═══ 引文段落 ═══
而就在50年代,除了反托拉斯法,好萊塢還迎來了一個
新的敵人:電視機。
1950年,美國就賣出了730萬臺電視,直接導致有電視家庭的
觀影次數下降20-30%,
此後5年電視銷量從未低於500萬臺,美國觀影人數在二戰後也是一路下跌。
1930-2000年美國觀影人口比例
日漸豐富的電視節目倒逼電影公司,必須提供一些
電視上看不到的娛樂節目:壯觀的、大場面
的傳奇作品。
就像迪士尼電影製片廠主席阿蘭·霍恩說的:
“即使是最忠實的影迷,一週也就至多看一部電影而已,所以得
確保他們看的就是你製作的那一部。”
在之後的幾十年中,好萊塢電影越來越集中於大成本製作,
不斷想出各種方法來區別於電視,
吸引觀眾:立體聲、3D、寬熒幕、IMAX……
而明星放棄了跟電影公司的“賣身契”以後,更多采用經紀人模式,
頭部藝人片酬水漲船高,
直逼千萬美金/部的級別。
所以和打捆賣電影時可以投拍中小製作電影不同,從20世紀下半葉開始,大製作的好萊塢變得
越來越“輸不起”。
單部電影的投資增大,而收益卻時好時壞——“在好萊塢,沒有人能料事如神(nobody knows anything)。”
這時候就得算筆賬了:
假如你有10個億,
你是投100部電影,每部投1000萬,還是隻投5部,每部砸2個億呢?
有人說“不要把雞蛋都放在一個籃子裡吧”,分散著來。
錯!
好萊塢的“成功經驗”告訴我們,你應該選後者,
投大片。
一位華納高管談及公司策略時曾指出:
“華納兄弟決定每年製作4-5部
有望賺10億美元
的電影。”
為什麼呢?因為歷史規律告訴他們,
電影的成本-收益圖
會是這樣的分佈:
成本越高的頭部,越有可能實現高收益;而後面的
小製作電影,大部分都是虧錢,
或者略有盈餘。
═══
任務說明 — 逐字輸出上文談好萊塢與電視競爭的段落:從含有“所以和打捆賣電影時可以投拍中”的那句開始,到“你是投100部電影,每部投1000萬,還是隻投5部,每部砸2個億呢?”之後停止。
═══ 記錄清單 ═══
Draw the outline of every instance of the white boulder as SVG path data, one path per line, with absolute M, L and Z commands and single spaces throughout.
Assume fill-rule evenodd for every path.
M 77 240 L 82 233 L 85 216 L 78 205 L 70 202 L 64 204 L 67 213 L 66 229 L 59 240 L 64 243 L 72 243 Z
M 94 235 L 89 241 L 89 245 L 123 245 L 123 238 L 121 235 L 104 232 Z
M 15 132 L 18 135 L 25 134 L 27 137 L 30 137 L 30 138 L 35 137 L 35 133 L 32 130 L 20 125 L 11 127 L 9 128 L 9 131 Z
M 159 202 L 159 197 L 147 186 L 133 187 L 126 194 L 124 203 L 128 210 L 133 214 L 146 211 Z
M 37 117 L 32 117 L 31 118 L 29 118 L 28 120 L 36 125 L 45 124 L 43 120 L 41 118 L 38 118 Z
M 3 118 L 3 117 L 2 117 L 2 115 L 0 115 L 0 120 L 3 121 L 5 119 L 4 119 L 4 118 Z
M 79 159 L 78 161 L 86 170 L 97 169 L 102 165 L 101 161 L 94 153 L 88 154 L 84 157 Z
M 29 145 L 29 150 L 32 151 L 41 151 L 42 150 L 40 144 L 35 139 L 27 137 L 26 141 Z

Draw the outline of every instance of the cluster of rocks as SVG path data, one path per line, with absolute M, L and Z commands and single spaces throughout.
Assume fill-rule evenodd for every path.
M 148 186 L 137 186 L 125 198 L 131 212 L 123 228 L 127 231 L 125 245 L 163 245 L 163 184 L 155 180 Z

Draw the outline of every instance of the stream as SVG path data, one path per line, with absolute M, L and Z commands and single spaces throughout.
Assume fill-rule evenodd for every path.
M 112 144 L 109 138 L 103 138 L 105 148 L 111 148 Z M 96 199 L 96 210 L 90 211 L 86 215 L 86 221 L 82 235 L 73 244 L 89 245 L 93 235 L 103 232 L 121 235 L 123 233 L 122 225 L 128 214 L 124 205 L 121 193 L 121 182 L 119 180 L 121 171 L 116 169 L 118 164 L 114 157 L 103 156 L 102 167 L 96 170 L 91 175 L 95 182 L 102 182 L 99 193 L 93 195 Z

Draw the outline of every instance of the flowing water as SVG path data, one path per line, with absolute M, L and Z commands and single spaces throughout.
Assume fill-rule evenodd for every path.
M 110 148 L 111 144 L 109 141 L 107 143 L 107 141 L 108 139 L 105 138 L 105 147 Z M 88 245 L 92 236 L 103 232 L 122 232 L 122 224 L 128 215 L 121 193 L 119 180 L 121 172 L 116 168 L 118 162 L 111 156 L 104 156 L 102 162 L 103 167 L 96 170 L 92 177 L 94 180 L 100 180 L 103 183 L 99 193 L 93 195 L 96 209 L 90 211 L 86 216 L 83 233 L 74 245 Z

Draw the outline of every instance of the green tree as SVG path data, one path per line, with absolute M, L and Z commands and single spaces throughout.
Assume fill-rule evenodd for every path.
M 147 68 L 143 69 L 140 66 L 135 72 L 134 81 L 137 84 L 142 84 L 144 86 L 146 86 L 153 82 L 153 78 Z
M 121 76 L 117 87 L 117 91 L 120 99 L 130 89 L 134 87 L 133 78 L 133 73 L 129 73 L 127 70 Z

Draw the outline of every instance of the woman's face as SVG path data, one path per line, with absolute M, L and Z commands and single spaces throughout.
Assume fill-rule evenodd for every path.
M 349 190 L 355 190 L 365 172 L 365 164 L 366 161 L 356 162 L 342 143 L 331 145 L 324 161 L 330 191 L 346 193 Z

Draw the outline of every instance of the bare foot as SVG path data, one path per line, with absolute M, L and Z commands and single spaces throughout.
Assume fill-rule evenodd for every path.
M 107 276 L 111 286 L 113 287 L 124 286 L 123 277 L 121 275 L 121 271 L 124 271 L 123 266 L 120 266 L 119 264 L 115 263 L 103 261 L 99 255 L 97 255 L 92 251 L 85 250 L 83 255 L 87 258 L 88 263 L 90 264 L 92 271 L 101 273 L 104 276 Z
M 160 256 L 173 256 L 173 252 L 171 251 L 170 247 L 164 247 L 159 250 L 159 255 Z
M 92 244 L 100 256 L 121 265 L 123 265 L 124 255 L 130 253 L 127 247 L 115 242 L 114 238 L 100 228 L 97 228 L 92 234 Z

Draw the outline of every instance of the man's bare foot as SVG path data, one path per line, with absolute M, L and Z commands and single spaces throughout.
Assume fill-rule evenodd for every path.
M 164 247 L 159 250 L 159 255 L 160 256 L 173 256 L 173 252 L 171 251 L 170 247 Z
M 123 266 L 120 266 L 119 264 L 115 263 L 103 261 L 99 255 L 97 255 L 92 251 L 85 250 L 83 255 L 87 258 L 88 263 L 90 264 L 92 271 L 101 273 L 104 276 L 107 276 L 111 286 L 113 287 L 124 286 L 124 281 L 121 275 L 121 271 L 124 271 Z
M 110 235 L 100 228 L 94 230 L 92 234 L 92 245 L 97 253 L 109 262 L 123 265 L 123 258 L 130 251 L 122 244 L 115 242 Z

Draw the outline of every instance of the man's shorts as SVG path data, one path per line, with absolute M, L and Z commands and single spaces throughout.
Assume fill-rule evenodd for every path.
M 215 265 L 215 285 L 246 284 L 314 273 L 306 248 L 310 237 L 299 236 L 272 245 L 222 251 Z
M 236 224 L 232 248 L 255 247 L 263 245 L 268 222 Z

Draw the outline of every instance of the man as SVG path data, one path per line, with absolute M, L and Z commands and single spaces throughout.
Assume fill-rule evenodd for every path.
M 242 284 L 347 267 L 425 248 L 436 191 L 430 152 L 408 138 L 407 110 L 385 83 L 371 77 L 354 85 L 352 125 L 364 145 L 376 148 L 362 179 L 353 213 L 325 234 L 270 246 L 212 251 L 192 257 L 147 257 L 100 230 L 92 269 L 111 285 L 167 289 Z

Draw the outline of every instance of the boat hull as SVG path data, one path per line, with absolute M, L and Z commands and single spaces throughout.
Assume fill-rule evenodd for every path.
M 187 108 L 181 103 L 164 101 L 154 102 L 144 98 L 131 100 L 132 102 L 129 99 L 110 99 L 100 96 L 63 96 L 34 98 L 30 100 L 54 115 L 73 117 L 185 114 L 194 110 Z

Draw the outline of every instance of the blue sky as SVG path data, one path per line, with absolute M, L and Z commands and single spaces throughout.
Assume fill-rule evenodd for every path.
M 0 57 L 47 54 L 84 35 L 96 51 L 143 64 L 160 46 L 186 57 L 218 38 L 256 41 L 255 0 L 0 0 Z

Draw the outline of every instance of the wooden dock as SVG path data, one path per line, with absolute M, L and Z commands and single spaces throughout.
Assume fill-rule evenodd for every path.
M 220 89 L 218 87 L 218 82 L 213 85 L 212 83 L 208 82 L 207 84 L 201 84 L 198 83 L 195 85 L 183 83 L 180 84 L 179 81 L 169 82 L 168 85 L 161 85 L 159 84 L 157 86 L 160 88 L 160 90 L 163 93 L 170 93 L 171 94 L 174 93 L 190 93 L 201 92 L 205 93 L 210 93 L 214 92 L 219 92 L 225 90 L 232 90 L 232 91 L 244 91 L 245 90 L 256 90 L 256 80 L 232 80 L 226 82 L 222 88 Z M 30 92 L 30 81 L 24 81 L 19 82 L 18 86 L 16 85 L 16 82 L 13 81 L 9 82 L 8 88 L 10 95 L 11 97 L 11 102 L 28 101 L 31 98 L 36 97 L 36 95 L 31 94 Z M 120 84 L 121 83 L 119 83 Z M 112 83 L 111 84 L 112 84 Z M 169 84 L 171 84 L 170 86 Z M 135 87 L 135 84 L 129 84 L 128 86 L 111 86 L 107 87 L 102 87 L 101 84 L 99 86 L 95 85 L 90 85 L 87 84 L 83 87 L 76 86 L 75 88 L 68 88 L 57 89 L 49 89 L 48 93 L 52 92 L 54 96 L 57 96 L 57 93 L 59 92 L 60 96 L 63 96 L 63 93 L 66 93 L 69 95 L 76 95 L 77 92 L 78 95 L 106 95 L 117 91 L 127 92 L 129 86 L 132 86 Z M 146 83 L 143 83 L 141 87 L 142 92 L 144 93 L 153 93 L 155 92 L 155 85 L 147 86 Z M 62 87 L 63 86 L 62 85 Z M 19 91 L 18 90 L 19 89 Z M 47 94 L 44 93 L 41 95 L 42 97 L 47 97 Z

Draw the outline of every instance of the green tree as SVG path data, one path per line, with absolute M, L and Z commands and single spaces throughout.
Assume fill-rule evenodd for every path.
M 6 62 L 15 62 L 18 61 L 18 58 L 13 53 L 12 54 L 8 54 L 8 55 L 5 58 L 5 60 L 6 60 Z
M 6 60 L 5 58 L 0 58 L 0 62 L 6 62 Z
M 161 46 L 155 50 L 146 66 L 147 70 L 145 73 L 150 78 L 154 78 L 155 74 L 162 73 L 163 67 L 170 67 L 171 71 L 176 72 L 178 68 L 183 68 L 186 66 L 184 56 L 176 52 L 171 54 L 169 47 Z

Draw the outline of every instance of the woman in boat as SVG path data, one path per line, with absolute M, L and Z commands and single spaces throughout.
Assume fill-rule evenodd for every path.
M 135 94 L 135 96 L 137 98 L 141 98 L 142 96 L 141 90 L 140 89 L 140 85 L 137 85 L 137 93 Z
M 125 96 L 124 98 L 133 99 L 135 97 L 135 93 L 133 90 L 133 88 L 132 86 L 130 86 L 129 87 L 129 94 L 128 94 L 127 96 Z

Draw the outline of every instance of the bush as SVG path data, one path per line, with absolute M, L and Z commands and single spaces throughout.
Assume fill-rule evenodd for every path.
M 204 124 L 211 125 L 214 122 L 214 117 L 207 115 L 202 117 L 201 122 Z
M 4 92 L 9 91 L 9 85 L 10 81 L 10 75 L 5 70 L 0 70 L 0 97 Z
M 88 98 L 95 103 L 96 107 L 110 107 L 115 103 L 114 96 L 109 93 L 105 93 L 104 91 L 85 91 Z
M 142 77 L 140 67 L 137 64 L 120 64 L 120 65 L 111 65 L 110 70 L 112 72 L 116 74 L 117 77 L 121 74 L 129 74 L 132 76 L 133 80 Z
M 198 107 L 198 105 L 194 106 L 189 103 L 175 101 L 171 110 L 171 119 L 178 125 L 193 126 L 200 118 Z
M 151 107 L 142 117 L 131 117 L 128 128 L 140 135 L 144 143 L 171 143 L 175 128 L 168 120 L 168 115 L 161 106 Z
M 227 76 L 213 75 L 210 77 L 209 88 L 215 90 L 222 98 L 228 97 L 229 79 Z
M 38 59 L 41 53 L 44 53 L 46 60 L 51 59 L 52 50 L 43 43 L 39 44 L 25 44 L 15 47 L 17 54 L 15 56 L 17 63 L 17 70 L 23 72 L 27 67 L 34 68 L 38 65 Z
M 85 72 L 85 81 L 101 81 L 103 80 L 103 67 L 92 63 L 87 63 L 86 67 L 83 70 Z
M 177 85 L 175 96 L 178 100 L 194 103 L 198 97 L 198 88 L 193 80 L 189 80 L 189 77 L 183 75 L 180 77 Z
═══
練習答案 —
所以和打捆賣電影時可以投拍中小製作電影不同,從20世紀下半葉開始,大製作的好萊塢變得
越來越“輸不起”。
單部電影的投資增大,而收益卻時好時壞——“在好萊塢,沒有人能料事如神(nobody knows anything)。”
這時候就得算筆賬了:
假如你有10個億,
你是投100部電影,每部投1000萬,還是隻投5部,每部砸2個億呢?